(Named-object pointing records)

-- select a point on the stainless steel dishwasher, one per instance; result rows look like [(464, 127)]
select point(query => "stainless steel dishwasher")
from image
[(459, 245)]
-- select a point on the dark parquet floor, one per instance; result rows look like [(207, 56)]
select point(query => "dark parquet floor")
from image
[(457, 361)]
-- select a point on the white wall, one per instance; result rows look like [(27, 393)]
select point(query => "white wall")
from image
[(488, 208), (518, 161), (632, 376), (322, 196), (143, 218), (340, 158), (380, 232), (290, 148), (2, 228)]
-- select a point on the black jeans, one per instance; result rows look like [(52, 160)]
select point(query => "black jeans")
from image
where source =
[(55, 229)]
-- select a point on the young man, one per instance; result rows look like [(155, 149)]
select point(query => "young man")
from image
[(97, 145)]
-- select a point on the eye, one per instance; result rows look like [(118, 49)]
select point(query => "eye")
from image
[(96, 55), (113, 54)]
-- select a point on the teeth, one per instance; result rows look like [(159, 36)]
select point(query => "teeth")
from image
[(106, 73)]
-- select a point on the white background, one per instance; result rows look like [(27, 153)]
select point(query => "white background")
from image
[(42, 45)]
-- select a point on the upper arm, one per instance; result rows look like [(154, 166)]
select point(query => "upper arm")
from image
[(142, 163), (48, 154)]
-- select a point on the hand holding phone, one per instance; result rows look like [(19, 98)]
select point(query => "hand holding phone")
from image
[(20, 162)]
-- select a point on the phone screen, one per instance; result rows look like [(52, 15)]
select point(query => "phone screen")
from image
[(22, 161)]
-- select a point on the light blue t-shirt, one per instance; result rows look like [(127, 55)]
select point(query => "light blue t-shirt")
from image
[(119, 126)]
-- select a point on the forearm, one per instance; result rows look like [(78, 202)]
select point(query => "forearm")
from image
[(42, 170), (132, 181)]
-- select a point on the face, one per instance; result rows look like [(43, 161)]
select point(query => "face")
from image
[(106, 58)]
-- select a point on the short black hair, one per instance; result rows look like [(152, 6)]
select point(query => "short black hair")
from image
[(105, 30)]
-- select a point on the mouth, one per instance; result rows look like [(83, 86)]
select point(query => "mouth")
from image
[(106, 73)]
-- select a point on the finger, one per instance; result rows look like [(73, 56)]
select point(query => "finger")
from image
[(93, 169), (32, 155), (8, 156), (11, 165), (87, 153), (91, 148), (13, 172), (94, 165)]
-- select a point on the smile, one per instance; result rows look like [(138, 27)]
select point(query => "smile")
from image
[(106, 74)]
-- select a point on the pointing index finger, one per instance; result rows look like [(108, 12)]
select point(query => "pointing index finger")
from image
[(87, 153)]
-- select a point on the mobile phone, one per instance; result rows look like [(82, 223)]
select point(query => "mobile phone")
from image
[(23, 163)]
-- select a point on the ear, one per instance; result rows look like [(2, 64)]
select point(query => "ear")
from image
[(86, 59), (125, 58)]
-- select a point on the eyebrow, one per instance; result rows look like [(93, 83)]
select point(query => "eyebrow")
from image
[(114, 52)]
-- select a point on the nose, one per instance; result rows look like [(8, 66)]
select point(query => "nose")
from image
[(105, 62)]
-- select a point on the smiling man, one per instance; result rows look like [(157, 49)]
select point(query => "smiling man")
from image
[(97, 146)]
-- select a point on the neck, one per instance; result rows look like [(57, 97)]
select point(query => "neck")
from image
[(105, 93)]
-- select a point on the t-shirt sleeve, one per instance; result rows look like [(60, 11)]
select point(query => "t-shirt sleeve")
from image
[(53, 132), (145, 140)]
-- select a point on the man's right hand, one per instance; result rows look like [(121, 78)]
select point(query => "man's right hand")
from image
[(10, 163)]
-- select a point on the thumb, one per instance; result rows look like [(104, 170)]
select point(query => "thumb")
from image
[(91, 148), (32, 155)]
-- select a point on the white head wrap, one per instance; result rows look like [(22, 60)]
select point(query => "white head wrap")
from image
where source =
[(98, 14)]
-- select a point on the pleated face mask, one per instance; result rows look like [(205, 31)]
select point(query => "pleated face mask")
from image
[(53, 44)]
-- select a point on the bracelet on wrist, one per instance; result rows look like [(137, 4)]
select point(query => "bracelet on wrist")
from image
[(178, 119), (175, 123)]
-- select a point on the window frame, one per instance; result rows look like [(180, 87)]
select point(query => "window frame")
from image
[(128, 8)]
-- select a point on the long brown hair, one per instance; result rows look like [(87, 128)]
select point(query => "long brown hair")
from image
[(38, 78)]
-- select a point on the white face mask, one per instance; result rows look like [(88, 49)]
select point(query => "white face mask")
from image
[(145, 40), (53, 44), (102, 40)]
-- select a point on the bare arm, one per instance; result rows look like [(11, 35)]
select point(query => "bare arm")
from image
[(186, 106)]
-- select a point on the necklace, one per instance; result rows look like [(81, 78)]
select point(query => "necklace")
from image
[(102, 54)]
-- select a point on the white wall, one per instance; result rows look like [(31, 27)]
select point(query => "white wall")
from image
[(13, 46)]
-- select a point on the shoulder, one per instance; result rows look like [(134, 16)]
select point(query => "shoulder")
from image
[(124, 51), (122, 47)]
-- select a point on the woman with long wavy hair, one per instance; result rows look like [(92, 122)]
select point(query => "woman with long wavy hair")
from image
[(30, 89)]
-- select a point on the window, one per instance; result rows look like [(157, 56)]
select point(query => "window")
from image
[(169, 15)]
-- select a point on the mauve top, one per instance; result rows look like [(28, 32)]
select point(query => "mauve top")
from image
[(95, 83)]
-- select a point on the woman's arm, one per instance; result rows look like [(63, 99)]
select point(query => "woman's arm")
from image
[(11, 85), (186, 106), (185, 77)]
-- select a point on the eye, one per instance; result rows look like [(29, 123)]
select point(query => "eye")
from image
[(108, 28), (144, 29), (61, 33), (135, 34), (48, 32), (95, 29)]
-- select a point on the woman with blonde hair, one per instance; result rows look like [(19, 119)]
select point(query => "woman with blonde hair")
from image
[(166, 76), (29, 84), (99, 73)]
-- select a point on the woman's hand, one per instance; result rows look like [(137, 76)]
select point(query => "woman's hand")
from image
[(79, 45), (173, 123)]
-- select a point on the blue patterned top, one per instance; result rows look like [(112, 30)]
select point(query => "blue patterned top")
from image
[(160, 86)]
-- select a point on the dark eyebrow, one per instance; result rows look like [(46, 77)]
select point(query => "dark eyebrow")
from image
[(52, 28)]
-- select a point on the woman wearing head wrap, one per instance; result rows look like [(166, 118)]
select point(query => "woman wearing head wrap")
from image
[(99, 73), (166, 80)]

* Directions: Please copy out, word for word, the lines from the start of the records through the line containing "[(457, 361)]", including both ends.

* The completed task:
-- select a point on the stainless steel dishwasher, one per instance; result rows look like [(464, 127)]
select point(query => "stainless steel dishwasher")
from image
[(459, 245)]
-- select a point on the dark parquet floor, one per instance; result rows look like [(207, 56)]
select point(query => "dark parquet floor")
from image
[(457, 361)]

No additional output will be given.